◆ Фрагмент
Существование особых, с ограниченной сферой применения моделей письменности — полезное напоминание о том, что тексты в широком смысле слова могут иметь разные обличья, из которых книги и документы — всего лишь два из множества возможных. Я осмелюсь предположить, что все иерархии, претендующие на межпоколенческую долговечность, производят как нечто само собой разумеющееся «тексты», которые подтверждают их претензии на власть и господство. Подобные тексты до появления письменности могли существовать в виде материальных объектов — корон, гербов, трофеев, мантий, головных уборов, королевских цветов, фетишей, реликвий, стел, монументов и т. д. Государство, как самый амбициозный претендент на власть, бесконечно приумножает эти «тексты», доказывая свое постоянство. Первые государства сочетали вечность каменных скрижалей с письменностью или пиктографией для утверждения притязаний на непреходящую власть.

Записи данных
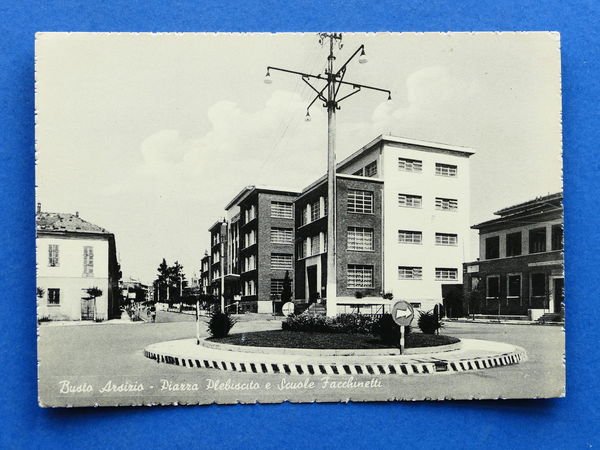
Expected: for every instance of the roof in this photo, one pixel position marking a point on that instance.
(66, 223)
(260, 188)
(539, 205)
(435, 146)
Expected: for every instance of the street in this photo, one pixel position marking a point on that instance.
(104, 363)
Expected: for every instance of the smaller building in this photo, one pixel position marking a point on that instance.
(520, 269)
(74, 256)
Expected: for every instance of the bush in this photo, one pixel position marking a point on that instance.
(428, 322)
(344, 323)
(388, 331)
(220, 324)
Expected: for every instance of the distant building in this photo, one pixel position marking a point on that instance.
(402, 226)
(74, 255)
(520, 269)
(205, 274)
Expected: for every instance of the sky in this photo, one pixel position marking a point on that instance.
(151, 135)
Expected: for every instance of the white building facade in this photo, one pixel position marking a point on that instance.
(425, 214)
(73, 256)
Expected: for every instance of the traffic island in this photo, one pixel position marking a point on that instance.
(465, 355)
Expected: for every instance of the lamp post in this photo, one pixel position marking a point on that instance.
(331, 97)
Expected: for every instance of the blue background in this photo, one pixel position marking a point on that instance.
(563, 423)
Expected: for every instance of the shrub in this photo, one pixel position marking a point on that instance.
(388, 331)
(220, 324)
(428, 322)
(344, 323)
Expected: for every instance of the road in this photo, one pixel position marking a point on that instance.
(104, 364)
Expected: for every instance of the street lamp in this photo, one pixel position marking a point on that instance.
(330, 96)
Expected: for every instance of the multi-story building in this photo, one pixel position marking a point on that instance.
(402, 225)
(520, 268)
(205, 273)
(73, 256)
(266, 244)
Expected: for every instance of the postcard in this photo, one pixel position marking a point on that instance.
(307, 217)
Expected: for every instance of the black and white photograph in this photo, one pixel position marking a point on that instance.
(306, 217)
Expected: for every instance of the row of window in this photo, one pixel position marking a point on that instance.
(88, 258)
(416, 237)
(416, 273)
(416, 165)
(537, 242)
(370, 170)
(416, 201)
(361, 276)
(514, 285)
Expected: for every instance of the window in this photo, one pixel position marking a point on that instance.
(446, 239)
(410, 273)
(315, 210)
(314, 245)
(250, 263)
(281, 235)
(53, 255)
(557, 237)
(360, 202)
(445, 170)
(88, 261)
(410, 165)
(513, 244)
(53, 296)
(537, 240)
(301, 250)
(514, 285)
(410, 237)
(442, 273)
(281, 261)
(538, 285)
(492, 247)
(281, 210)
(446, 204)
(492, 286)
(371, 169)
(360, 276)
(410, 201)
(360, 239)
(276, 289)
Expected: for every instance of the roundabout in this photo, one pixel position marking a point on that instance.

...

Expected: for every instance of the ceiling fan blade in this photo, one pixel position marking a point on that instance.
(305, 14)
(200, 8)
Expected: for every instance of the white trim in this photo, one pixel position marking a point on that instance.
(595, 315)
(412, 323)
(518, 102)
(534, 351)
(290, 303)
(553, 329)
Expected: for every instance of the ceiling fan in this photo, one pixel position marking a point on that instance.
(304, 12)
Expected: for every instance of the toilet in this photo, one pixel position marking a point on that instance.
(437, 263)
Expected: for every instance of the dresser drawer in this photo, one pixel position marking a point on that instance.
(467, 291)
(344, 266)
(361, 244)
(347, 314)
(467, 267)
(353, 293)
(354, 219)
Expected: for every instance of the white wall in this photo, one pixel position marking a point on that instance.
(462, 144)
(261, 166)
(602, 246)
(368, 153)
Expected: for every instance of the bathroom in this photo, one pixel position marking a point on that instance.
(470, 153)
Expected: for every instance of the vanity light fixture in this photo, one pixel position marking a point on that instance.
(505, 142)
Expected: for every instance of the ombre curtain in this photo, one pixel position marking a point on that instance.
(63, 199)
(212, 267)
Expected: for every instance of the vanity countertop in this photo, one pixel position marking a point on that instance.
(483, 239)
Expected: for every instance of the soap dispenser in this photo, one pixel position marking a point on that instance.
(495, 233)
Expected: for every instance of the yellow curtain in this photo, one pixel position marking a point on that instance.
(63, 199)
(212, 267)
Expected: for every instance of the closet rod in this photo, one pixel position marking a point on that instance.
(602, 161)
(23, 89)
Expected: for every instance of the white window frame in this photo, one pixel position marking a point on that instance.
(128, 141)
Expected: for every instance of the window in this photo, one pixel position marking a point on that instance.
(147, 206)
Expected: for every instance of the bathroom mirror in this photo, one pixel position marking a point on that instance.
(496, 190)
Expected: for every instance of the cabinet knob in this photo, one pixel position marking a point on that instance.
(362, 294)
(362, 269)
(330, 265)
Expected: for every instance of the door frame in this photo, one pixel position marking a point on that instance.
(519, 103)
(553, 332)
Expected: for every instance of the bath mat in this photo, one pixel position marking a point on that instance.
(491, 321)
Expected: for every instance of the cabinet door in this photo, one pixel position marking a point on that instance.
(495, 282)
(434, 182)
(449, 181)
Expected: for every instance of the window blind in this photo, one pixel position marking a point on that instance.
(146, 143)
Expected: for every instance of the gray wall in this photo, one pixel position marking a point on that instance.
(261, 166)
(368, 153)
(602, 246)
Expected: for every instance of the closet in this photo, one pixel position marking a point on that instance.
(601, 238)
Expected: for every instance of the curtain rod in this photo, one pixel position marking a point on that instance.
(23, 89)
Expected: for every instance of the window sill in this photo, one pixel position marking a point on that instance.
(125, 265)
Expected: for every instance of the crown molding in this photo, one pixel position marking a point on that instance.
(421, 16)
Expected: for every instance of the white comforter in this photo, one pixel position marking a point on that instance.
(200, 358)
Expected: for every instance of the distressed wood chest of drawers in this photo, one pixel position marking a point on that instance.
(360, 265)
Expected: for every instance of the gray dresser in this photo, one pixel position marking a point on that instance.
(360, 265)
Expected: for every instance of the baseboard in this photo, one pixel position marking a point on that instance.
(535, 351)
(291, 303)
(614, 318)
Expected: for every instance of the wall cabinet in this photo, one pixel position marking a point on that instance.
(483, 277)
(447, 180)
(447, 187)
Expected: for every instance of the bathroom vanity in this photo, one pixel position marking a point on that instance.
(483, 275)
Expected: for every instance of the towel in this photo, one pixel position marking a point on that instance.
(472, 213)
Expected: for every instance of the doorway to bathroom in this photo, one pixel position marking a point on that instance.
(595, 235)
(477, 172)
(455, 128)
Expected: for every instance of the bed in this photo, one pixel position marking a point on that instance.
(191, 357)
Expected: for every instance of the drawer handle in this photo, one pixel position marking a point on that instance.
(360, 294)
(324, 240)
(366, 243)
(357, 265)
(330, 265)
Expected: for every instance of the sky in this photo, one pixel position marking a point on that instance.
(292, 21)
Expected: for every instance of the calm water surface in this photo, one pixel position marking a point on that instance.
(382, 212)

◆ Задание 1
Фрагмент перечисляет материальные объекты, в виде которых могли существовать тексты власти до появления письменности. Назовите все объекты этого перечня, стоящие после слова «фетишей».
◆ Задание 2
Найдите в листинге все строки со словом «vanity» и выпишите каждую из них.
Фрагмент и листинг взяты из разных, не связанных между собой источников.

◆ Правильный ответ 1
реликвии, стелы, монументы

◆ Правильный ответ 2
Expected: for every instance of the vanity light fixture in this photo, one pixel position marking a point on that instance.
Expected: for every instance of the vanity countertop in this photo, one pixel position marking a point on that instance.
Expected: for every instance of the bathroom vanity in this photo, one pixel position marking a point on that instance.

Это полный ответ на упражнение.